- [GOAL OF THE EXERCISE]
Copy out all of the records, exactly as they appear.

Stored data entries
= Beginning of Section =
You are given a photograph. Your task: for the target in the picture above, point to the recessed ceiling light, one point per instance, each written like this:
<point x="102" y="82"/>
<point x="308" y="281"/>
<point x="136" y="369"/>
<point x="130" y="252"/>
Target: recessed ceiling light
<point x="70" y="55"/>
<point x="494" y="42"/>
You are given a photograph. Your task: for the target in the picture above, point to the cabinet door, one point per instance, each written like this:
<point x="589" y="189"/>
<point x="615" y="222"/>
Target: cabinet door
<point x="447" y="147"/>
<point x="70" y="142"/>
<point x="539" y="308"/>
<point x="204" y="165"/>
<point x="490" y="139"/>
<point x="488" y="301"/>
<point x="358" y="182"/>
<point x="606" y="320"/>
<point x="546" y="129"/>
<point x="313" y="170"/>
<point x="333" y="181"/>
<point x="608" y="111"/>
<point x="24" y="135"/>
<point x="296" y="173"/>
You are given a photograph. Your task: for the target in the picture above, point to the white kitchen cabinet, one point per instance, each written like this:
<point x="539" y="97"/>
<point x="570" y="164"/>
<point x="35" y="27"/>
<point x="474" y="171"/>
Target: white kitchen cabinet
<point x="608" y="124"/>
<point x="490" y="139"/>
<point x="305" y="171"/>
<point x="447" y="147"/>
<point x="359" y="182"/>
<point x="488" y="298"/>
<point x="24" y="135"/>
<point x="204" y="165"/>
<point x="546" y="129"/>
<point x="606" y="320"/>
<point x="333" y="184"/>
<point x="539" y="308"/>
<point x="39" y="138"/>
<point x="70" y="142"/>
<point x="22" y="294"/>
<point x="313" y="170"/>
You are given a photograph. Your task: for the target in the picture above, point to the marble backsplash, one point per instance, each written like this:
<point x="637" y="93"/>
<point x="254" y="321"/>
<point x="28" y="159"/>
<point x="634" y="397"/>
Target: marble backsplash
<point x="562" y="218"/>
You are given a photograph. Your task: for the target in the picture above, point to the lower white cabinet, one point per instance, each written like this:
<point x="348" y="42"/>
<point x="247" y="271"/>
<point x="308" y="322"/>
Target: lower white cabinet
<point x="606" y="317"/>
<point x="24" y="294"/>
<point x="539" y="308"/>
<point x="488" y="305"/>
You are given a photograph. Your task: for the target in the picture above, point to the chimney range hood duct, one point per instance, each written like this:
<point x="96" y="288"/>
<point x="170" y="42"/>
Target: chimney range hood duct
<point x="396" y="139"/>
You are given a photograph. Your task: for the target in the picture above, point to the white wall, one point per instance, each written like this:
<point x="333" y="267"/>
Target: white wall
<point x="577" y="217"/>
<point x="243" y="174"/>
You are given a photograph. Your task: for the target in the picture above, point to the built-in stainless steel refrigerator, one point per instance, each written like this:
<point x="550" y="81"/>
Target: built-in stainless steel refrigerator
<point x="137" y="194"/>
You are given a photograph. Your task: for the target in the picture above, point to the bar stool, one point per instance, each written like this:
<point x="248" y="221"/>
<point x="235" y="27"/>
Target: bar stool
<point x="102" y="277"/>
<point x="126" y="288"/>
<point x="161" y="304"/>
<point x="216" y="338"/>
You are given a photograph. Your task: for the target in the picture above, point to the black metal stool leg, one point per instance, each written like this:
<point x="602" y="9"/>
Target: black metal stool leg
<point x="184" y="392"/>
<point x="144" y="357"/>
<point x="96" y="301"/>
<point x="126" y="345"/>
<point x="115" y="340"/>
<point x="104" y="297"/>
= End of Section =
- [SOLVED PROBLEM]
You are given a photograph. Your task: for the target in the picture above, point to the recessed ceiling light, one point per instance, each written like this:
<point x="102" y="82"/>
<point x="308" y="281"/>
<point x="136" y="369"/>
<point x="130" y="252"/>
Target: recessed ceiling light
<point x="70" y="55"/>
<point x="494" y="42"/>
You are given a photograph. Your task: for the target in the picture above, point to the cabinet door, one point per instance, each written like this:
<point x="589" y="189"/>
<point x="615" y="222"/>
Target: cabinet door
<point x="447" y="147"/>
<point x="70" y="142"/>
<point x="539" y="308"/>
<point x="204" y="165"/>
<point x="490" y="139"/>
<point x="488" y="301"/>
<point x="358" y="182"/>
<point x="606" y="320"/>
<point x="546" y="129"/>
<point x="313" y="170"/>
<point x="333" y="181"/>
<point x="608" y="111"/>
<point x="24" y="135"/>
<point x="296" y="173"/>
You are given a photograph. Your task: for the target in the picture above, point to the white kitchen cabinet, one point per instance, each written like this:
<point x="539" y="97"/>
<point x="570" y="164"/>
<point x="35" y="27"/>
<point x="474" y="171"/>
Target: white kitchen cabinet
<point x="608" y="124"/>
<point x="490" y="139"/>
<point x="305" y="171"/>
<point x="447" y="147"/>
<point x="359" y="182"/>
<point x="488" y="298"/>
<point x="24" y="135"/>
<point x="204" y="165"/>
<point x="546" y="129"/>
<point x="606" y="320"/>
<point x="333" y="184"/>
<point x="539" y="308"/>
<point x="39" y="138"/>
<point x="70" y="142"/>
<point x="22" y="294"/>
<point x="313" y="170"/>
You are given a photograph. Your task: for the target in the picture above, point to the marble backsplash, one point per instance, each written like this:
<point x="637" y="93"/>
<point x="254" y="321"/>
<point x="28" y="159"/>
<point x="634" y="397"/>
Target: marble backsplash
<point x="562" y="218"/>
You are given a photograph. Your task: for the target in the picture above, point to the lower white cabinet, one point per instance, each written like this:
<point x="348" y="42"/>
<point x="247" y="271"/>
<point x="308" y="322"/>
Target: lower white cabinet
<point x="606" y="317"/>
<point x="24" y="294"/>
<point x="539" y="308"/>
<point x="488" y="305"/>
You are given a photograph. Your task: for the target in the picture above, point to the chimney range hood duct, one point per instance, each written like this:
<point x="96" y="288"/>
<point x="170" y="42"/>
Target: chimney range hood duct
<point x="396" y="139"/>
You are given a photograph. Your task: for the target in the picture above, point to the white wall, one point per instance, each written like this:
<point x="333" y="267"/>
Target: white wall
<point x="577" y="217"/>
<point x="243" y="174"/>
You are given a photograph. Your task: for the target in the picture above, point to the built-in stainless steel refrigerator, one point per instance, each written like this:
<point x="550" y="81"/>
Target: built-in stainless steel refrigerator
<point x="137" y="194"/>
You are given a photograph. Your task: for the target in the picture above, point to the bar stool, one point per instance, each written like this:
<point x="248" y="221"/>
<point x="235" y="27"/>
Target: bar stool
<point x="102" y="277"/>
<point x="126" y="288"/>
<point x="161" y="304"/>
<point x="216" y="338"/>
You are given a photograph. Your task: for the target in the picture above, point to the black metal stool leg, one point per instance, each written like this:
<point x="602" y="9"/>
Target: black metal stool leg
<point x="184" y="392"/>
<point x="144" y="357"/>
<point x="96" y="301"/>
<point x="126" y="345"/>
<point x="115" y="340"/>
<point x="104" y="297"/>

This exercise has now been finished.